* Requirement *
Every record must be repeated exactly; omit any pictures they contain.

* Given records *
■ ■ ■

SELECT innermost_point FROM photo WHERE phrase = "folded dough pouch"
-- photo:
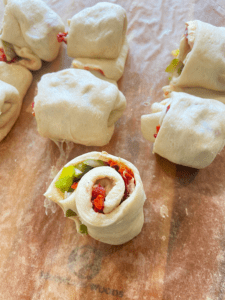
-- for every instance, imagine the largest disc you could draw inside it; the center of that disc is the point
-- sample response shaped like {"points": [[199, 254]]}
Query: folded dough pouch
{"points": [[75, 105], [186, 129], [200, 60], [97, 39], [14, 83], [29, 32], [103, 194]]}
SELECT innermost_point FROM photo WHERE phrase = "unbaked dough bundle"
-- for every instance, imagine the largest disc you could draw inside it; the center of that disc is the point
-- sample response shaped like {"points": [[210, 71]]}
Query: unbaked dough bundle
{"points": [[97, 39], [75, 105], [30, 31], [201, 58], [186, 129], [118, 218], [14, 83]]}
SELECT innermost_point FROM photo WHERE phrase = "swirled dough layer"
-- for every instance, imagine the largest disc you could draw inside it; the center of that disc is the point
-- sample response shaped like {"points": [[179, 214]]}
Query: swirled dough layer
{"points": [[121, 221]]}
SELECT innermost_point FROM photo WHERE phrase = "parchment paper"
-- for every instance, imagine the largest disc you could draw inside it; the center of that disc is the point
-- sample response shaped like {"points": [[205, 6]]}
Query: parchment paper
{"points": [[180, 253]]}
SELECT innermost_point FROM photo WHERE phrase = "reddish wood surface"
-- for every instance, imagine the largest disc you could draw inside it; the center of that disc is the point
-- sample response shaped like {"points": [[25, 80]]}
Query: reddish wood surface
{"points": [[180, 252]]}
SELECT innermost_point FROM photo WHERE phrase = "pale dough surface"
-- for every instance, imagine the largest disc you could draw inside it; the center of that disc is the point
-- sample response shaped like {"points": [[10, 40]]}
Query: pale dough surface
{"points": [[112, 68], [75, 105], [123, 222], [14, 83], [192, 131], [204, 64], [32, 27], [97, 32]]}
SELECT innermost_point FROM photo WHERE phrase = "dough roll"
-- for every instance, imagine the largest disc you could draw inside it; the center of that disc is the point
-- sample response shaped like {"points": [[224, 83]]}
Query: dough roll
{"points": [[14, 83], [202, 57], [108, 198], [30, 31], [186, 130], [75, 105], [97, 39]]}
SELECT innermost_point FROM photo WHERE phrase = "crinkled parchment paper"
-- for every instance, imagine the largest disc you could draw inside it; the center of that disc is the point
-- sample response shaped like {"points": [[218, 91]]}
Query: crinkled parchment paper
{"points": [[180, 253]]}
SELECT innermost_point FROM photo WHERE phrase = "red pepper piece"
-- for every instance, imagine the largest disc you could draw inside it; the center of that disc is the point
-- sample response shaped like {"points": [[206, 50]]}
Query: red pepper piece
{"points": [[126, 173], [168, 107], [74, 185], [98, 197], [98, 190], [61, 37], [99, 70], [99, 203]]}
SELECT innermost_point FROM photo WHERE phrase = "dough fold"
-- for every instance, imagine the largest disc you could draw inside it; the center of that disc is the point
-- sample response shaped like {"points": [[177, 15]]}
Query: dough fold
{"points": [[202, 53], [97, 39], [30, 30], [75, 105], [192, 129], [121, 221], [14, 83]]}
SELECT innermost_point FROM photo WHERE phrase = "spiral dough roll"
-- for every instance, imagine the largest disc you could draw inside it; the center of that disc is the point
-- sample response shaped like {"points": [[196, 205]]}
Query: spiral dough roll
{"points": [[121, 220]]}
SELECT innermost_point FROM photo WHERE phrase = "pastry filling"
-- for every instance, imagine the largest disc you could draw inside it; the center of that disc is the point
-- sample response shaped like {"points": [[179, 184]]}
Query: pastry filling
{"points": [[3, 57], [70, 177], [181, 55]]}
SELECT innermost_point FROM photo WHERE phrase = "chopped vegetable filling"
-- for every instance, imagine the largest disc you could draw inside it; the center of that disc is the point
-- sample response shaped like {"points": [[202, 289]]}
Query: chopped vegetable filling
{"points": [[3, 57], [70, 176], [98, 198]]}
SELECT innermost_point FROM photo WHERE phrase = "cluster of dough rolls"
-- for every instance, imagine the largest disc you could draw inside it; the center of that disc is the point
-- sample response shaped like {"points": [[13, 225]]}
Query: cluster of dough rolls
{"points": [[188, 127], [28, 36], [81, 104]]}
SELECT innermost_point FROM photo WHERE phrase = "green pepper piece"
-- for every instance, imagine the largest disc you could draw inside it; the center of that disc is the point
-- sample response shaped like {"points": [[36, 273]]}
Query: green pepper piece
{"points": [[70, 213], [83, 229], [65, 179]]}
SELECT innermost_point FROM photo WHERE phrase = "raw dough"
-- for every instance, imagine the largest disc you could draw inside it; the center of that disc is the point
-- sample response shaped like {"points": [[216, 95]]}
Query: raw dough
{"points": [[203, 57], [97, 39], [123, 222], [31, 28], [75, 105], [14, 83], [192, 130]]}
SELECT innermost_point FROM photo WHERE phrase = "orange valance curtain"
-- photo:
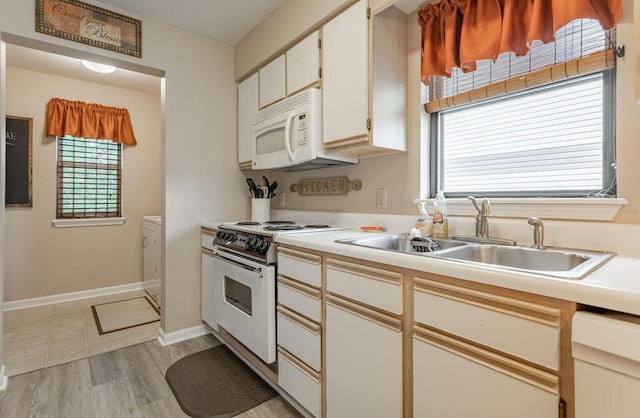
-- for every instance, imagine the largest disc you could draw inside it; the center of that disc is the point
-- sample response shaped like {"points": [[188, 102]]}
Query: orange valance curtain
{"points": [[89, 120], [457, 33]]}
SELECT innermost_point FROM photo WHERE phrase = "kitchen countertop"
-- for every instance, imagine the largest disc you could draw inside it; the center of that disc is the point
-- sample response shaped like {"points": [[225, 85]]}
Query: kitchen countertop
{"points": [[614, 286]]}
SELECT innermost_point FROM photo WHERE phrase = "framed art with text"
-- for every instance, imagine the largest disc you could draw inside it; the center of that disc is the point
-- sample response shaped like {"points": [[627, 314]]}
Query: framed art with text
{"points": [[19, 162], [90, 25]]}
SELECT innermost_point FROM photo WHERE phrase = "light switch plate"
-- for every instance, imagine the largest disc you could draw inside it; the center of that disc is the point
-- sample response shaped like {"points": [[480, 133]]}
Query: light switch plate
{"points": [[381, 198]]}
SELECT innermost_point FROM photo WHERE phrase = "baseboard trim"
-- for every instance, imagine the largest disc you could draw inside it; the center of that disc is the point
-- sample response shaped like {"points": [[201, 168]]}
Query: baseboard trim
{"points": [[166, 339], [83, 294], [4, 380]]}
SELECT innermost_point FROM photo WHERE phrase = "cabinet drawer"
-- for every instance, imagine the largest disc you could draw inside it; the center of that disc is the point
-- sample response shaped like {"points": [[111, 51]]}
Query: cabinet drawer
{"points": [[379, 288], [302, 266], [302, 383], [300, 298], [491, 385], [523, 329], [299, 336]]}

■ ■ ■

* Written answer *
SELECT innermost_point FROM photo WHERE phrase = "folded dough pouch"
-- photo:
-- for every instance, imagine the largest disc you could draw inside it; the center of that disc is the point
-- sample response shaped like {"points": [[199, 254]]}
Query: folded dough pouch
{"points": [[75, 105], [186, 129], [200, 60], [97, 39], [14, 83], [29, 32], [103, 194]]}
SELECT innermost_point FROM photo WHERE phrase = "unbaked dough bundle"
-- for every instance, imagine the largest disc you could draw inside it; the center of that disc is the point
-- sample response shaped like {"points": [[210, 71]]}
Query: unbaked dough bundle
{"points": [[97, 39], [75, 105], [30, 31], [201, 58], [186, 129], [118, 218], [14, 83]]}
SELECT innermost_point FROM photo WHERE phrase = "swirled dough layer"
-- for every instance, imagine the largest disc you could draw inside it; the center of that disc is the point
-- sample response shaped like {"points": [[179, 214]]}
Query: swirled dough layer
{"points": [[121, 221]]}
SELECT innermost_point FROM photo WHERE phrase = "parchment paper"
-- for every instance, imagine the largest disc you could draw inside it; the center of that disc is the point
-- sample response shaped like {"points": [[205, 6]]}
Query: parchment paper
{"points": [[180, 253]]}
SELECT innermost_point FROM photo WHERE phrase = "reddish wood surface"
-- for every instance, imagine the largest disc you could draw inside it; the center of that disc is the point
-- sample response shaped like {"points": [[25, 80]]}
Query: reddish wood surface
{"points": [[180, 252]]}
SELECT innermost_point FROM photo WHERE phrase = "pale dough surface"
-- for every instance, imagine the largest disc you could draw inside it; the center of that disc is the point
-- sample response shaped like {"points": [[10, 40]]}
Query: pale dough surface
{"points": [[112, 68], [75, 105], [123, 222], [14, 83], [192, 131], [204, 64], [32, 27], [97, 32]]}
SELECT innermost_point FROM photo WHERE phrase = "dough roll"
-- for every instance, imagine the largest disc you could draw inside it; the center of that disc is the point
-- sample response shaped like {"points": [[224, 83]]}
Query: dough roll
{"points": [[14, 83], [202, 57], [108, 198], [30, 31], [186, 130], [75, 105], [97, 39]]}
SELECT innermost_point FROM photo WHERE phrase = "crinkled parchment paper"
-- for every instance, imagine the largest disc you could draw inside it; the center of that disc is the point
-- sample response shaped like {"points": [[218, 91]]}
Query: crinkled parchment paper
{"points": [[180, 253]]}
SELECT innermost_point FROM photo WHERE phrase = "red pepper piece"
-- for every instance, imagine the largest disc you could draw inside it; the center of that disc is the point
-- sample response shaped like {"points": [[206, 50]]}
Query: red pepper piece
{"points": [[126, 173], [168, 107], [74, 185], [98, 197], [98, 190], [61, 37], [99, 70], [99, 203]]}
SELECT innermost_point FROM photo WHERE phrase = "dough fold"
-- for every instance, imagine the largest disc you could draw inside it; the center of that disc is the point
-- sample response shaped like {"points": [[177, 15]]}
Query: dough fold
{"points": [[202, 53], [97, 39], [30, 30], [75, 105], [192, 129], [121, 221], [14, 83]]}
SELECT innermost_point FROM photo WHERE phrase = "spiral dough roll"
-- for every instance, imagine the largest disc you could draw inside it; the center of that disc is the point
-- sample response shaped like {"points": [[196, 205]]}
Query: spiral dough roll
{"points": [[121, 220]]}
SELECT innermost_point FROM photo WHERE phrase = "pastry filling"
-- for every instance, imagine the largest disc you could draw inside it; the center of that disc is the point
-- sample response shaped like {"points": [[179, 184]]}
Query: pastry filling
{"points": [[3, 57], [70, 177], [181, 55]]}
SELECT innermost_point FROM photo WHERE phrase = "chopped vegetable filling"
-- for every instance, imagine the largest disc you could draw inside it; the center of that disc is the point
-- sample response shaped like {"points": [[202, 289]]}
Query: chopped vegetable filling
{"points": [[3, 57], [70, 176], [98, 198]]}
SELECT innermost_point FROM photo WHERE phrase = "cluster of dough rolls"
-- for every instance, imagine the largest disc you could draw inside it; the center of that disc is the point
-- sample response shaped like {"points": [[13, 225]]}
Query: cluster of dough rolls
{"points": [[188, 127], [28, 36], [81, 104]]}
SELECT innermost_point FROM photo WHERE phrase = "green pepper piece"
-- for every instance, imagine the largest disc you could draw inside it; the center of that disc is the point
-- sample response shaped like {"points": [[36, 273]]}
Query: green pepper piece
{"points": [[70, 213], [83, 229], [65, 179]]}
SELECT innermost_point FROM photo WHERE phrase = "raw dough"
-- for every instance, imagine the largest disc you could draw inside it; the center of that disc is the point
-- sample response shaped like {"points": [[216, 95]]}
Query: raw dough
{"points": [[203, 57], [97, 39], [123, 222], [31, 28], [75, 105], [14, 83], [192, 130]]}
SELECT innermost_point FROM photo WHERE phrase = "orange valance curtain"
-- photo:
-- for every instance, imagine the largest disc you could draw inside it; the center of that disc is the point
-- sample response shaped like {"points": [[188, 102]]}
Query: orange valance curtain
{"points": [[89, 120], [457, 33]]}
SELECT innermost_point FROM photo WHERE phrase = "kitchen countertop"
-- for every instance, imagine the largest disc you could draw inside it; the center of that disc is the point
-- sample response shaped like {"points": [[225, 85]]}
Query: kitchen countertop
{"points": [[614, 286]]}
SELECT innermost_point FROM photo WHERE phrase = "framed art with text"
-- for every instance, imagine the largest disc you could draw inside it; the center of that disc is the point
-- sample response shaped like {"points": [[627, 314]]}
Query: framed art with text
{"points": [[19, 162], [90, 25]]}
SELECT innermost_point FROM photo WHERE phrase = "light switch plate"
-- for every instance, imagine the largest disc you could draw inside it; the center of that disc is the point
-- sample response shaped like {"points": [[480, 133]]}
Query: light switch plate
{"points": [[381, 198]]}
SELECT innermost_point FROM photo WHERE phrase = "baseboard trim"
-- for every instance, imagine the largest disc you could draw inside it; the center of that disc is the point
-- sample response shaped like {"points": [[201, 168]]}
Query: baseboard trim
{"points": [[166, 339], [83, 294], [4, 380]]}
SELECT innermost_point FROM photo WHERE phrase = "cabinet drawer"
-- for every instance, imagine the largest disc you could draw inside it; the center of that disc is the point
-- sample response shaped like {"points": [[111, 51]]}
Query: cabinet drawer
{"points": [[379, 288], [302, 266], [302, 383], [300, 298], [491, 385], [523, 329], [299, 336]]}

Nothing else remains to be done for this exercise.